Directive: Rewrite the lines below as a Markdown table with the columns Row and Line Text, numbering each row and skipping blank lines. Leave the pictures out of your answer.

* * * * *

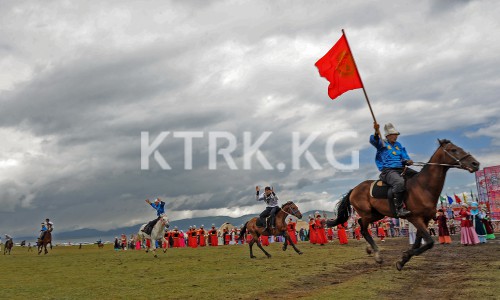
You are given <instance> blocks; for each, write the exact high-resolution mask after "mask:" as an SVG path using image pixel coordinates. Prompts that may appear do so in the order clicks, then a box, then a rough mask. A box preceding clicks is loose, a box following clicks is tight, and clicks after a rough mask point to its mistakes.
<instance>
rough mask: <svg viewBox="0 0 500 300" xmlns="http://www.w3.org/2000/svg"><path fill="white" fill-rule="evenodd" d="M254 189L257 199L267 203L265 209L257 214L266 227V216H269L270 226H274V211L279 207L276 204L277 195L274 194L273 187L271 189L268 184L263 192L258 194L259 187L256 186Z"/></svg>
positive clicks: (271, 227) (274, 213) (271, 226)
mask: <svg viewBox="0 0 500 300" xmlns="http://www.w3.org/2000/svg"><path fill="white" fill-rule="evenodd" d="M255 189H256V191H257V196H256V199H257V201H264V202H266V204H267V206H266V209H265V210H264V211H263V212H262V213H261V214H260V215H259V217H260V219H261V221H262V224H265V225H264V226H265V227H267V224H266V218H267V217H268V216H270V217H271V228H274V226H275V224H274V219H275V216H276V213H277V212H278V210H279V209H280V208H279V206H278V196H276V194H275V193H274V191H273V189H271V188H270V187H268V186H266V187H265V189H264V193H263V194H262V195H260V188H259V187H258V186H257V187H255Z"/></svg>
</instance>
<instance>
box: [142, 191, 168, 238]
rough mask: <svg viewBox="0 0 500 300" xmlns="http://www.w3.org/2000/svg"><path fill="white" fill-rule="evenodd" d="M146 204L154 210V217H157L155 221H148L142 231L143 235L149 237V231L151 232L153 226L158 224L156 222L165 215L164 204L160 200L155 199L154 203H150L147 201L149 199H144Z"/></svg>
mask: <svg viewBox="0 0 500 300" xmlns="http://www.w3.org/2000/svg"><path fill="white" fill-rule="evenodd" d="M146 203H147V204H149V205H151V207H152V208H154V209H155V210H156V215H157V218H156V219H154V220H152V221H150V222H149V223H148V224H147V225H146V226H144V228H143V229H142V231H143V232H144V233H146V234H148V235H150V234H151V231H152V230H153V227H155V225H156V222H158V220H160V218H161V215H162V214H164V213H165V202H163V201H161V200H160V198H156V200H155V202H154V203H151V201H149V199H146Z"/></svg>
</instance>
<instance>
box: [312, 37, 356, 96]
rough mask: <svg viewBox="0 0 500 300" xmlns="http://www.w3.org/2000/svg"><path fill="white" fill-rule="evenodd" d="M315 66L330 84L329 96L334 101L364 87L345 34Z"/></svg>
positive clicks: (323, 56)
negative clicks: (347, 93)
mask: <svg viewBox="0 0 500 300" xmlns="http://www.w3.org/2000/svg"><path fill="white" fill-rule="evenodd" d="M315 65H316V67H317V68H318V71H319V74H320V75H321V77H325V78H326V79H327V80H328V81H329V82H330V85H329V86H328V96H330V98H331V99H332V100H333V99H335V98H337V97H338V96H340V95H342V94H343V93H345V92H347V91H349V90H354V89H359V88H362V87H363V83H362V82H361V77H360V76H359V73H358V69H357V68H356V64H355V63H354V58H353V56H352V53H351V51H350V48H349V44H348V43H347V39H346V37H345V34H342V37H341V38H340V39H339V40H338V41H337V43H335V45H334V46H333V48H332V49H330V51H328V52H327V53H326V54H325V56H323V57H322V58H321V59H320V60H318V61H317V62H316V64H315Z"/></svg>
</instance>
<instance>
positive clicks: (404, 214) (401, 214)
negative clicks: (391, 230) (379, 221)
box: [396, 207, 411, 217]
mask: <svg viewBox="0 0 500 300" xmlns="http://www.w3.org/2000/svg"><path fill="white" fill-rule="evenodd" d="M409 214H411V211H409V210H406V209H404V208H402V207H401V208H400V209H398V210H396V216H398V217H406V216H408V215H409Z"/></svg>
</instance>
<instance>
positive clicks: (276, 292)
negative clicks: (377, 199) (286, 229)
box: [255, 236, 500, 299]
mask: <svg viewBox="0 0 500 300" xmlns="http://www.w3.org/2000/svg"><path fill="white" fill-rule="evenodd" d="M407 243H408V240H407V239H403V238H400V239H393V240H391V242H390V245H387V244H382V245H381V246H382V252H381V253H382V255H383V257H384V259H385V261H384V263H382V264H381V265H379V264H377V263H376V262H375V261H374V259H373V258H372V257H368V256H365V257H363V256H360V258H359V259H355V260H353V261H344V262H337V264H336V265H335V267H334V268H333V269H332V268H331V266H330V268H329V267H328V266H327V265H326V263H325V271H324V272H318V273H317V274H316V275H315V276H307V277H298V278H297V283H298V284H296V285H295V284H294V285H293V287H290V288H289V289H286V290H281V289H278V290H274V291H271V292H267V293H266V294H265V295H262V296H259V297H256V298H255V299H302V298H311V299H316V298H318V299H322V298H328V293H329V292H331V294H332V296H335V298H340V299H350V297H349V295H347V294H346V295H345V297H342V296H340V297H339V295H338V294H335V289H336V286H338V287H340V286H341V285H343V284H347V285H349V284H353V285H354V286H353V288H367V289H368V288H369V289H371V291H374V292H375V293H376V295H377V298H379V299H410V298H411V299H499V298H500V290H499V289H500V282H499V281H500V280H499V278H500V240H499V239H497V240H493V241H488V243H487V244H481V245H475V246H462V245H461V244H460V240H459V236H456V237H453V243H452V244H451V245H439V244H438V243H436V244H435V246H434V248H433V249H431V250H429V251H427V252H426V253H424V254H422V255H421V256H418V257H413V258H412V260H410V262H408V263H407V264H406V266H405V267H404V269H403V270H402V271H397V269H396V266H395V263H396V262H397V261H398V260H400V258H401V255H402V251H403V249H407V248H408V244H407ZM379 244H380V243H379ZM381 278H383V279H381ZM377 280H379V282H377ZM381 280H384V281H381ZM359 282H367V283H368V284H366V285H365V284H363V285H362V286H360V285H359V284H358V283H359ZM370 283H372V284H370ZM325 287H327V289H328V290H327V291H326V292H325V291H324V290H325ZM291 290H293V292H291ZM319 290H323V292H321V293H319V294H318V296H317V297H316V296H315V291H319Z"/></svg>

* * * * *

Result of this exercise:
| Row | Line Text |
|---|---|
| 1 | You are given <instance> blocks; for each, write the exact high-resolution mask after "mask:" as an SVG path using image pixel coordinates. Prompts that may appear do so in the order clicks, then a box, then a rough mask. A box preceding clicks is loose, a box following clicks is tight, and clicks after a rough mask point to its mistakes. |
| 2 | <instance> |
| 3 | rough mask: <svg viewBox="0 0 500 300" xmlns="http://www.w3.org/2000/svg"><path fill="white" fill-rule="evenodd" d="M254 189L257 199L267 203L265 209L257 214L266 227V216H269L270 226H274V211L279 207L276 204L277 195L274 194L273 187L271 189L268 184L263 192L258 194L259 187L256 186Z"/></svg> |
| 4 | positive clicks: (271, 227) (274, 213) (271, 226) |
| 5 | mask: <svg viewBox="0 0 500 300" xmlns="http://www.w3.org/2000/svg"><path fill="white" fill-rule="evenodd" d="M255 189H256V191H257V196H256V199H257V201H264V202H266V204H267V206H266V209H265V210H264V211H263V212H262V213H261V214H260V215H259V217H260V219H261V221H262V224H265V225H264V226H265V227H267V224H266V218H267V217H268V216H270V217H271V228H274V226H275V224H274V219H275V216H276V213H277V212H278V210H279V209H280V208H279V206H278V196H276V194H275V193H274V191H273V189H271V188H270V187H268V186H266V187H265V189H264V193H263V194H262V195H260V188H259V187H258V186H257V187H255Z"/></svg> |
| 6 | </instance> |
| 7 | <instance> |
| 8 | box: [142, 191, 168, 238] |
| 9 | rough mask: <svg viewBox="0 0 500 300" xmlns="http://www.w3.org/2000/svg"><path fill="white" fill-rule="evenodd" d="M146 204L154 210V217H157L155 221H148L142 231L143 235L149 237V231L151 232L153 226L158 224L156 222L165 215L164 204L160 200L155 199L154 203H150L147 201L149 199H144Z"/></svg> |
| 10 | mask: <svg viewBox="0 0 500 300" xmlns="http://www.w3.org/2000/svg"><path fill="white" fill-rule="evenodd" d="M146 203H147V204H149V205H151V207H152V208H154V209H155V210H156V215H157V218H156V219H154V220H152V221H150V222H149V223H148V224H147V225H146V226H144V228H143V229H142V231H143V232H144V233H146V234H148V235H150V234H151V231H152V230H153V227H155V225H156V222H158V220H160V218H161V215H162V214H164V213H165V202H163V201H161V200H160V198H156V200H155V202H154V203H151V201H149V199H146Z"/></svg> |
| 11 | </instance> |
| 12 | <instance> |
| 13 | box: [312, 37, 356, 96] |
| 14 | rough mask: <svg viewBox="0 0 500 300" xmlns="http://www.w3.org/2000/svg"><path fill="white" fill-rule="evenodd" d="M315 66L330 84L329 96L334 101L364 87L345 34Z"/></svg> |
| 15 | positive clicks: (323, 56) |
| 16 | negative clicks: (347, 93) |
| 17 | mask: <svg viewBox="0 0 500 300" xmlns="http://www.w3.org/2000/svg"><path fill="white" fill-rule="evenodd" d="M315 65H316V67H317V68H318V71H319V74H320V75H321V77H325V78H326V79H327V80H328V81H329V82H330V85H329V86H328V96H330V98H331V99H332V100H333V99H335V98H337V97H338V96H340V95H342V94H343V93H345V92H347V91H349V90H354V89H359V88H362V87H363V83H362V82H361V77H360V76H359V73H358V69H357V68H356V64H355V63H354V58H353V56H352V53H351V51H350V48H349V44H348V43H347V39H346V37H345V34H342V37H341V38H340V39H339V40H338V41H337V43H335V45H334V46H333V48H332V49H330V51H328V52H327V53H326V54H325V56H323V57H322V58H321V59H320V60H318V61H317V62H316V64H315Z"/></svg> |
| 18 | </instance> |
| 19 | <instance> |
| 20 | positive clicks: (404, 214) (401, 214) |
| 21 | negative clicks: (391, 230) (379, 221) |
| 22 | box: [396, 207, 411, 217] |
| 23 | mask: <svg viewBox="0 0 500 300" xmlns="http://www.w3.org/2000/svg"><path fill="white" fill-rule="evenodd" d="M409 214H411V211H409V210H406V209H404V208H402V207H401V208H400V209H398V210H396V216H398V217H406V216H408V215H409Z"/></svg> |
| 24 | </instance> |
| 25 | <instance> |
| 26 | positive clicks: (276, 292) |
| 27 | negative clicks: (377, 199) (286, 229) |
| 28 | box: [255, 236, 500, 299] |
| 29 | mask: <svg viewBox="0 0 500 300" xmlns="http://www.w3.org/2000/svg"><path fill="white" fill-rule="evenodd" d="M407 243H408V240H407V239H403V238H400V239H393V240H391V242H390V245H387V244H382V245H381V246H382V252H381V253H382V255H383V257H384V259H385V261H384V263H382V264H381V265H379V264H377V263H376V262H375V261H374V259H373V258H372V257H368V256H365V257H363V256H360V258H359V259H355V260H353V261H344V262H337V264H336V265H335V267H334V268H333V269H332V268H331V266H330V268H329V267H328V266H327V265H326V263H325V271H324V272H318V273H317V274H316V275H315V276H307V277H298V278H297V283H298V284H296V285H295V284H294V285H293V287H290V288H289V289H286V290H281V289H278V290H274V291H271V292H267V293H266V294H265V295H262V296H259V297H256V298H255V299H302V298H311V299H316V298H318V299H322V298H328V293H329V292H331V294H332V296H335V298H340V299H350V297H349V295H347V294H346V295H345V297H342V296H340V297H339V295H338V294H335V289H336V286H338V287H340V286H341V285H343V284H347V285H349V284H353V285H354V286H353V288H367V289H368V288H369V289H371V291H374V292H375V293H376V295H377V298H379V299H410V298H411V299H499V298H500V290H499V289H500V282H499V281H500V280H499V278H500V240H499V239H497V240H493V241H488V243H487V244H481V245H475V246H462V245H461V244H460V240H459V236H456V237H453V243H452V244H451V245H439V244H438V243H436V244H435V246H434V248H433V249H431V250H429V251H427V252H426V253H424V254H422V255H421V256H418V257H413V258H412V260H410V262H408V263H407V264H406V266H405V267H404V269H403V270H402V271H397V269H396V266H395V263H396V262H397V261H398V260H400V258H401V255H402V251H403V249H407V248H408V244H407ZM379 244H380V243H379ZM381 278H383V279H381ZM377 280H379V282H377ZM381 280H384V281H381ZM359 282H367V283H368V284H366V285H365V284H363V285H362V286H360V285H359V284H358V283H359ZM370 283H372V284H370ZM325 287H327V289H328V290H327V291H326V292H325V291H324V290H325ZM291 290H293V292H291ZM319 290H323V292H321V293H319V294H318V296H317V297H316V296H315V291H319Z"/></svg> |